Stored data entries:
══════
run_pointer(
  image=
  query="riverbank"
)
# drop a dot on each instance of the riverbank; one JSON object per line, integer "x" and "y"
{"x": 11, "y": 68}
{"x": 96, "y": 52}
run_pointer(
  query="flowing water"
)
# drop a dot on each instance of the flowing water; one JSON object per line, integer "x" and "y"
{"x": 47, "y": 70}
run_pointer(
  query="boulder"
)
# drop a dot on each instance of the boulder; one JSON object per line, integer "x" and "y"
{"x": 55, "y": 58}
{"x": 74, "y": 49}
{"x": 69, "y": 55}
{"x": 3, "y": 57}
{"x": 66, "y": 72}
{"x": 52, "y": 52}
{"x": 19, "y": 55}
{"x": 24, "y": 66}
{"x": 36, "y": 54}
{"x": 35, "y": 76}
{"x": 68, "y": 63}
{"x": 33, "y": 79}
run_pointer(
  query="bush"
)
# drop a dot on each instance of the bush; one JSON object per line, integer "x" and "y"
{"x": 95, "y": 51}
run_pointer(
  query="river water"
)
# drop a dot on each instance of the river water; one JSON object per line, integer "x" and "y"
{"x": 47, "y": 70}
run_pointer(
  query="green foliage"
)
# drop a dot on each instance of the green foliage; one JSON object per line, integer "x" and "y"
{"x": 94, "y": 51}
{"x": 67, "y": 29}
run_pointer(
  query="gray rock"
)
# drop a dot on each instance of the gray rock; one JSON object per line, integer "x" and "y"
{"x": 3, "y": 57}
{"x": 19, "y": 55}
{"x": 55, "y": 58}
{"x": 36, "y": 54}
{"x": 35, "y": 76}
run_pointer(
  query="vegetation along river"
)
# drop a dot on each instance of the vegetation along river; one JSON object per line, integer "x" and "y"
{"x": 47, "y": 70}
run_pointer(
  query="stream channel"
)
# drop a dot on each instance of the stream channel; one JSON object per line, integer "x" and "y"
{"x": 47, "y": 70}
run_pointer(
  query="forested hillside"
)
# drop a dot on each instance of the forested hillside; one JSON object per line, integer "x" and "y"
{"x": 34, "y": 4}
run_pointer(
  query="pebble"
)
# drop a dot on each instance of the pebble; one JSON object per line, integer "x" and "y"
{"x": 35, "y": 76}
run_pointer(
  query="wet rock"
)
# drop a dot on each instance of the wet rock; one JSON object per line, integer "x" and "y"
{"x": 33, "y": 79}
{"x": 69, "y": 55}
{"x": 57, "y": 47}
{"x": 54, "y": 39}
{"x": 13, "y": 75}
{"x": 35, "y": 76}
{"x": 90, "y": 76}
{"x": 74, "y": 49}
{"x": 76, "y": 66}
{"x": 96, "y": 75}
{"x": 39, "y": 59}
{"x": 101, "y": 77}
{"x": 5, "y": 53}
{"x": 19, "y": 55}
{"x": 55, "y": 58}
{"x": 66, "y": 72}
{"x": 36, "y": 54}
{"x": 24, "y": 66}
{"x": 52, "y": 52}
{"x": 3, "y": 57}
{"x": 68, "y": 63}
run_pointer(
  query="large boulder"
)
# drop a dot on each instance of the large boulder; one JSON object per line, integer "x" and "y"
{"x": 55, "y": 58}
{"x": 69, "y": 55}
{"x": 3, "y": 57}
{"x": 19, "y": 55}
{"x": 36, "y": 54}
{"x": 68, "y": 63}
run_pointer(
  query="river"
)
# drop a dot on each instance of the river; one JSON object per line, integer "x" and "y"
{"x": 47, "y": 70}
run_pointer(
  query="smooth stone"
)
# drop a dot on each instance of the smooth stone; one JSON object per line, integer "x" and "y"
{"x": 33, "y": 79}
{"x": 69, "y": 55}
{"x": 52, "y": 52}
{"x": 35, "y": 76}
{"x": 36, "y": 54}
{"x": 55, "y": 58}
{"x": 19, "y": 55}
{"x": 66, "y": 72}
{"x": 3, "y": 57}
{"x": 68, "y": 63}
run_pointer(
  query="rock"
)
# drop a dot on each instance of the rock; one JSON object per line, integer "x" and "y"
══════
Return every line above that contains the string "channel", treating uppercase and lowercase letters as different.

  query="stream channel"
# drop a dot on each instance of the stream channel; one JSON object per line, integer "x" and "y"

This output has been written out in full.